▶ _Provided information_:
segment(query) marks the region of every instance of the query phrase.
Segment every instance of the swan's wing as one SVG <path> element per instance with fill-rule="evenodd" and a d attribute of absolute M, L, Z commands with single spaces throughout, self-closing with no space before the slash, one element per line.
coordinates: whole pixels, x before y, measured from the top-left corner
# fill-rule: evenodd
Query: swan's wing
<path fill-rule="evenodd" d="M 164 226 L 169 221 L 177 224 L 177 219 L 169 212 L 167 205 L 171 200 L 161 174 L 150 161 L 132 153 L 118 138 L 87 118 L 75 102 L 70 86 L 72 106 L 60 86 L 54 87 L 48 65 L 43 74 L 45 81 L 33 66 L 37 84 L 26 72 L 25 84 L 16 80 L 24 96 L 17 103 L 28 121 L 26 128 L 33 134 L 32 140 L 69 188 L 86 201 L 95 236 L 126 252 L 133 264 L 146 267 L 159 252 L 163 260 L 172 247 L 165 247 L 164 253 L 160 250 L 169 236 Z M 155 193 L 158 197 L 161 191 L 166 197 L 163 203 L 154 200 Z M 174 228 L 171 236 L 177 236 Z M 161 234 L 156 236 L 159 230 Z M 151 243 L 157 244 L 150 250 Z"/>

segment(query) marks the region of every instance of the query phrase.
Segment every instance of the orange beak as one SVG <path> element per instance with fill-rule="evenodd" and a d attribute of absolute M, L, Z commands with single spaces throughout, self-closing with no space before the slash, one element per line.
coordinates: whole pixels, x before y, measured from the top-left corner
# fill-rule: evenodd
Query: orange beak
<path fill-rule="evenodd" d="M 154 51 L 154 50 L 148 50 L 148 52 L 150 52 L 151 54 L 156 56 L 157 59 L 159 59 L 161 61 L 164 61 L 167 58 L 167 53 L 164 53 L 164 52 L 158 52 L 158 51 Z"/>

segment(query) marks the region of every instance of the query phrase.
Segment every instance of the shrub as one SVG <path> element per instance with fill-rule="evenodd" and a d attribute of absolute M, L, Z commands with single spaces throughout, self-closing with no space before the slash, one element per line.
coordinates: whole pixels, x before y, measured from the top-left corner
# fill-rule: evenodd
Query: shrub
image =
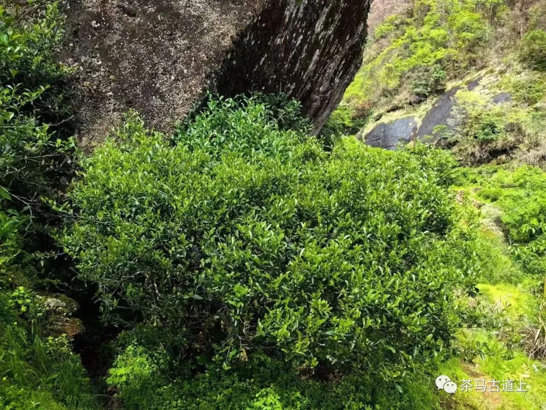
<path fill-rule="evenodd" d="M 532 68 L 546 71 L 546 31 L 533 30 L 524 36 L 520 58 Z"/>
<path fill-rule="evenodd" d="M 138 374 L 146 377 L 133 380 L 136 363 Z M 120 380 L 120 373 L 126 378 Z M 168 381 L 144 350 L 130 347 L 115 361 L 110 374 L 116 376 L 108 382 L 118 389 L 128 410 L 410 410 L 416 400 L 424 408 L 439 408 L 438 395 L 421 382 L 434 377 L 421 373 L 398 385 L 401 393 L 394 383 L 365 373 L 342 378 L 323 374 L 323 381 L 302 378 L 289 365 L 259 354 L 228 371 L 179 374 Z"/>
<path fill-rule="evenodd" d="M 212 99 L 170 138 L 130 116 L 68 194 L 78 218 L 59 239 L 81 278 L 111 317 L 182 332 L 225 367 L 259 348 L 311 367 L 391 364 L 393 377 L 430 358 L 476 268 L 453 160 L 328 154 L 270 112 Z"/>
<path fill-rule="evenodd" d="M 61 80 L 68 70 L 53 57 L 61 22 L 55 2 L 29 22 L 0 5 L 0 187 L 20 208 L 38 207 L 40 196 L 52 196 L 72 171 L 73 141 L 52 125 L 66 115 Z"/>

▶ _Your instructions_:
Lay out the stretch from the start of the rows through the line containing "Segment every instance of the swan's" as a JSON list of strings, one string per line, leaving out blank lines.

▶ _Task result_:
[
  "segment(query) marks the region of every instance of the query phrase.",
  "Segment every instance of the swan's wing as one SVG <path> element per instance with fill-rule=\"evenodd\" and a d attribute of absolute M, L, Z commands with single spaces throughout, self-closing with no space before the slash, one element per line."
]